Required work -
Copy every line of the records below verbatim, without changing any character.

Supplied records -
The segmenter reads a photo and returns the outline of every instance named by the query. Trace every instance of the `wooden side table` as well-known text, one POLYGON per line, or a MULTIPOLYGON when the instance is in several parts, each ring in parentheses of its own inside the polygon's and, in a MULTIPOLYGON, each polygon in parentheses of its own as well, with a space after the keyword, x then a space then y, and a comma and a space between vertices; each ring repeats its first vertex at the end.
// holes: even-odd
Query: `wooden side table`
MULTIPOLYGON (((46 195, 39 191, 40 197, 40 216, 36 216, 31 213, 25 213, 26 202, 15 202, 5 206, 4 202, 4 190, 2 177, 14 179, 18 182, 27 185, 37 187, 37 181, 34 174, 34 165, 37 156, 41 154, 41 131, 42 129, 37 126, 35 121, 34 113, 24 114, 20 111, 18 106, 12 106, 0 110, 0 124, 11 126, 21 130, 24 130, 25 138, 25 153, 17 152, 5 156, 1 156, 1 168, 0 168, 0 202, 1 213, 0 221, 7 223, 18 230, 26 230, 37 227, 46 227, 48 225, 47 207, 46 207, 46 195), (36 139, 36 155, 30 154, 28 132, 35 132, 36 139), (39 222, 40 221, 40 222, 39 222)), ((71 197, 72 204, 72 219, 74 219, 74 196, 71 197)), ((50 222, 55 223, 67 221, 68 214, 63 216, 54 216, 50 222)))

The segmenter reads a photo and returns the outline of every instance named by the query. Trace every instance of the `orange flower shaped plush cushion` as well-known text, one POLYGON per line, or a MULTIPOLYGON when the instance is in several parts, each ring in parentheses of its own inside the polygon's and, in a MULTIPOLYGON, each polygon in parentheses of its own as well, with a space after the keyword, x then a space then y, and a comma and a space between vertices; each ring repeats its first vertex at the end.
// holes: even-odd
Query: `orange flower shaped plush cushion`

Output below -
The segmenter reads a photo and returns the outline of every instance named by the query. Trace every instance of the `wooden side table` as well-known text, one POLYGON per line, or a MULTIPOLYGON when the instance is in several parts, each ring in parentheses of its own inside the polygon's and, in a MULTIPOLYGON, each polygon in parentheses of its own as well, with a space after the keyword, x then a space then y, and a comma and a space between vertices; each ring repeats its first vertex at the end.
// holes: even-odd
Query: `wooden side table`
MULTIPOLYGON (((46 195, 39 191, 40 197, 40 216, 36 216, 31 213, 25 213, 26 202, 15 202, 5 206, 4 202, 4 190, 2 177, 14 179, 18 182, 27 185, 37 187, 37 181, 34 174, 34 165, 37 156, 41 154, 41 131, 42 129, 37 126, 35 121, 34 113, 24 114, 20 111, 18 106, 12 106, 0 110, 0 124, 11 126, 21 130, 24 130, 25 138, 25 153, 17 152, 5 156, 1 156, 1 168, 0 168, 0 202, 1 213, 0 221, 7 223, 18 230, 26 230, 37 227, 46 227, 48 225, 47 207, 46 207, 46 195), (36 139, 36 155, 30 154, 28 132, 35 132, 36 139), (39 222, 40 221, 40 222, 39 222)), ((71 197, 72 204, 72 219, 74 219, 74 196, 71 197)), ((50 222, 55 223, 67 221, 68 214, 63 216, 54 216, 50 222)))

The segmenter reads a photo and returns the outline of every instance named by the query. Trace every instance of the `orange flower shaped plush cushion` as well-known text, one POLYGON per line, or a MULTIPOLYGON when the instance is in several parts, each ring in parentheses of its own inside the polygon's and, in a MULTIPOLYGON, each polygon in parentheses of its own as well, with a space after the keyword, x then a space then y, and a comma and a space between vertices; each ring repeats its first vertex at the end.
// holes: even-odd
Query: `orange flower shaped plush cushion`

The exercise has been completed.